→ QUÉ HACER:
Saca del fragmento sobre el canon de las Escrituras, sin cambiar nada, el trozo entre "Además, esta obra" y "Escrituras es genuino.", ambos incluidos.

#### FRAGMENTO

Además, esta obra del Espíritu no es una cuestión individual o idiosincrásica, como si el testimonio interno operara únicamente sobre una persona por sí misma. Por lo tanto, es la iglesia corporativa, no los disidentes religiosos místicos, la que reconoce ―a través del ministerio interno y misericordioso del Espíritu― que el auto testimonio objetivo de las Escrituras es genuino.
El Canon establecido históricamente bajo la providencia de Dios
Aquellas obras que Dios entregó a su pueblo para su canon siempre recibieron reconocimiento inmediato como inspiradas, al menos por una parte de la Iglesia (por ejemplo, Dt 31:24-26; Jos 24:25; 1 S 10:25; Dn 9:2; 1Co 14:37; 1Ts 2:13; 5:27; 2Ts 3:14; 2P 3:15-16), y la intención de Dios era que esos escritos recibieran el reconocimiento de la iglesia en su conjunto (p. ej., Col 4:16; Ap 1:4). El discernimiento espiritual de los escritos inspirados por Dios por parte de la iglesia corporativa fue, por supuesto, a veces un proceso y una lucha prolongados. Esto se debe al hecho de que el mundo antiguo disponía de medios de comunicación y transporte lentos (por lo que las epístolas tardaban algún tiempo en circular), unido a la comprensible cautela de la iglesia ante la amenaza de los falsos maestros (lo que producía diálogo y debate en el camino para lograr una sola mentalidad).

########
#### MATERIAL

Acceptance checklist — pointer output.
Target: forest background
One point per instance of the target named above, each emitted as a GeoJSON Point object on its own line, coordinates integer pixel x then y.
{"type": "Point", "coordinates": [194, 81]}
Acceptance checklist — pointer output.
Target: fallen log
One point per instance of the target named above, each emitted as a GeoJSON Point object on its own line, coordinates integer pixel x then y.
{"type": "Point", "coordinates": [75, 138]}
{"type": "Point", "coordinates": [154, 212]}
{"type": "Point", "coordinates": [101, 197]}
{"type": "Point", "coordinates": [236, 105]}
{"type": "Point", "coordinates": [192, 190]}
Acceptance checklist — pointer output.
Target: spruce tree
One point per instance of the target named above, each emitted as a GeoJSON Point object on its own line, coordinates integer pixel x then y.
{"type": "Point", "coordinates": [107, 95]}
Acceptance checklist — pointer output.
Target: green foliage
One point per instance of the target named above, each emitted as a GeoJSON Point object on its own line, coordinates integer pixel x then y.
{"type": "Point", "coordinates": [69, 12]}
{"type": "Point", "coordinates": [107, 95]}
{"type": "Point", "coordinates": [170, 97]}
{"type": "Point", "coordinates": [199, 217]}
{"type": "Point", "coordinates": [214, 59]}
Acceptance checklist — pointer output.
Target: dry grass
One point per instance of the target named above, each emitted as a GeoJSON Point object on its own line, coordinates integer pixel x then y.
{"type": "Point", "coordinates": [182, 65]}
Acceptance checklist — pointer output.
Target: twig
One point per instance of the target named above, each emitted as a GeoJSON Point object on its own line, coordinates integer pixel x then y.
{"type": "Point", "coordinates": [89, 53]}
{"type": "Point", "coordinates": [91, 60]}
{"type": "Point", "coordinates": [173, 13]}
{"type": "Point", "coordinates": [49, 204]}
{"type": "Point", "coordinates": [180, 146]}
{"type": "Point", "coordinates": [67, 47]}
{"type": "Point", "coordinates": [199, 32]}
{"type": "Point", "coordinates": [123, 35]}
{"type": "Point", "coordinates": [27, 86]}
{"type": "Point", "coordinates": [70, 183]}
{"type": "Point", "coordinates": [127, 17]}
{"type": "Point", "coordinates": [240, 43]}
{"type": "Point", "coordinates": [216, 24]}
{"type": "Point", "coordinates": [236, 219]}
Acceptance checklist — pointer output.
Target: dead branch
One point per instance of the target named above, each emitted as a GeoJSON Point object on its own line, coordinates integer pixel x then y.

########

→ RESULTADO DEL EJERCICIO:
Además, esta obra del Espíritu no es una cuestión individual o idiosincrásica, como si el testimonio interno operara únicamente sobre una persona por sí misma. Por lo tanto, es la iglesia corporativa, no los disidentes religiosos místicos, la que reconoce ―a través del ministerio interno y misericordioso del Espíritu― que el auto testimonio objetivo de las Escrituras es genuino.